Posts Tagged ‘World Bank and Honduras’

Calls for the World Bank to suspend funding to Honduras amid continued human rights concerns

29 June 2016

In an April speech addressing the issue of environmental and human rights abuses and displacements resulting from large dam projects, World Bank president Jim Yong Kim stated “[y]ou cannot do the kind of work we are trying to do and not have some of these incidents happen”.

Over 300 civil society organisations (CSOs) and individuals responded with a letter to Bank President Kim in mid-May, rejecting his statement and calling for an apology. They criticised Kim’s statements regarding the situation in Honduras and the recent killing of Berta Caceres, an indigenous rights leader of the Civic Council of Popular and Indigenous Organizations of Honduras (COPINH) (see Observer Spring 2016). The World Bank published a “fact sheet” to “set the record straight” regarding Kim’s intervention, however five of the CSO signatories responded in a public letter that his statement is “subject to different interpretations” and noted that several other issues raised in the letter were not addressed.
◇ ◇ ◇ ◇ ◇
#### CHALLENGE 1
Return the two records below verbatim, line for line, with nothing added or left out.
◇ ◇ ◇ ◇ ◇
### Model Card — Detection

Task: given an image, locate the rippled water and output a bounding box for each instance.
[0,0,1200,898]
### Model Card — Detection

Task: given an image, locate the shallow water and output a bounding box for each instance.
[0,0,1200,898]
◇ ◇ ◇ ◇ ◇
#### CHALLENGE 2
Answer these from the post on the World Bank and Honduras:
(a) On what date was the post published?
(b) How many civil society organisations and individuals sent the mid-May letter to Bank President Kim?
(c) How many of the CSO signatories answered the World Bank's "fact sheet" in a public letter?

#### FULL RESPONSE 1
### Model Card — Detection

Task: given an image, locate the rippled water and output a bounding box for each instance.
[0,0,1200,898]
### Model Card — Detection

Task: given an image, locate the shallow water and output a bounding box for each instance.
[0,0,1200,898]

#### FULL RESPONSE 2
(a) 29 June 2016
(b) Over 300
(c) Five